Start of GIVEN ENTRIES

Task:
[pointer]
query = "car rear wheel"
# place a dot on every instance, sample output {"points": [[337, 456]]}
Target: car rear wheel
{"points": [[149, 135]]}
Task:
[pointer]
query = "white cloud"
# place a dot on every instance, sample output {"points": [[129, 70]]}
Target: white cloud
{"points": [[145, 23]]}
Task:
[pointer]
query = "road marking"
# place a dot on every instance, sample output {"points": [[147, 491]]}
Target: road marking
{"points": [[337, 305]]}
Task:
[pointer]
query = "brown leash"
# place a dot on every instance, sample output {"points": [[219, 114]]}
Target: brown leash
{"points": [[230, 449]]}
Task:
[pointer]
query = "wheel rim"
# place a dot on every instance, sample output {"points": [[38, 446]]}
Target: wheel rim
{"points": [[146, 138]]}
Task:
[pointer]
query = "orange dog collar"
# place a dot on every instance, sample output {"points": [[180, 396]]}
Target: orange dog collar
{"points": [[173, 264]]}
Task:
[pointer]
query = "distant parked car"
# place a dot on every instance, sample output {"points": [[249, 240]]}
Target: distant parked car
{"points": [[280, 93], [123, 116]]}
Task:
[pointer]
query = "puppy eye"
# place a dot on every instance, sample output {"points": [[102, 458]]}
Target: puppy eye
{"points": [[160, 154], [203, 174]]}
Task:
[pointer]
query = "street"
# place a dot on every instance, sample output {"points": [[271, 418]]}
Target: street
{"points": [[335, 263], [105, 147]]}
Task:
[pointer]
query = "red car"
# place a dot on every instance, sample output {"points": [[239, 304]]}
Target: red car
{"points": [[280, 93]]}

End of GIVEN ENTRIES

**SHORT TASK**
Copy out every row above word for word, without changing anything.

**EXERCISE OUTPUT**
Task:
[pointer]
query = "car rear wheel"
# place a dot on every instance, sample output {"points": [[337, 456]]}
Target: car rear wheel
{"points": [[149, 135]]}
Task:
[pointer]
query = "white cloud"
# place a dot on every instance, sample output {"points": [[129, 70]]}
Target: white cloud
{"points": [[145, 23]]}
Task:
[pointer]
query = "road marking"
# place a dot on every instance, sample output {"points": [[147, 491]]}
Target: road marking
{"points": [[337, 305]]}
Task:
[pointer]
query = "brown leash"
# place a dot on every instance, sample output {"points": [[219, 114]]}
Target: brown leash
{"points": [[230, 449]]}
Task:
[pointer]
query = "wheel rim"
# place a dot on every instance, sample output {"points": [[38, 446]]}
Target: wheel rim
{"points": [[146, 138]]}
Task:
[pointer]
query = "orange dog collar"
# place a dot on every instance, sample output {"points": [[180, 396]]}
Target: orange dog collar
{"points": [[173, 264]]}
Task:
[pointer]
query = "distant parked car"
# place a dot on every instance, sample output {"points": [[249, 240]]}
Target: distant parked car
{"points": [[280, 93], [123, 116]]}
Task:
[pointer]
query = "puppy eye"
# place a dot on every instance, sample output {"points": [[102, 458]]}
Target: puppy eye
{"points": [[160, 154], [203, 174]]}
Task:
[pointer]
query = "street"
# place a dot on every instance, sample output {"points": [[271, 418]]}
Target: street
{"points": [[335, 263], [105, 147]]}
Task:
[pointer]
query = "red car"
# place a dot on every instance, sample output {"points": [[239, 304]]}
Target: red car
{"points": [[280, 93]]}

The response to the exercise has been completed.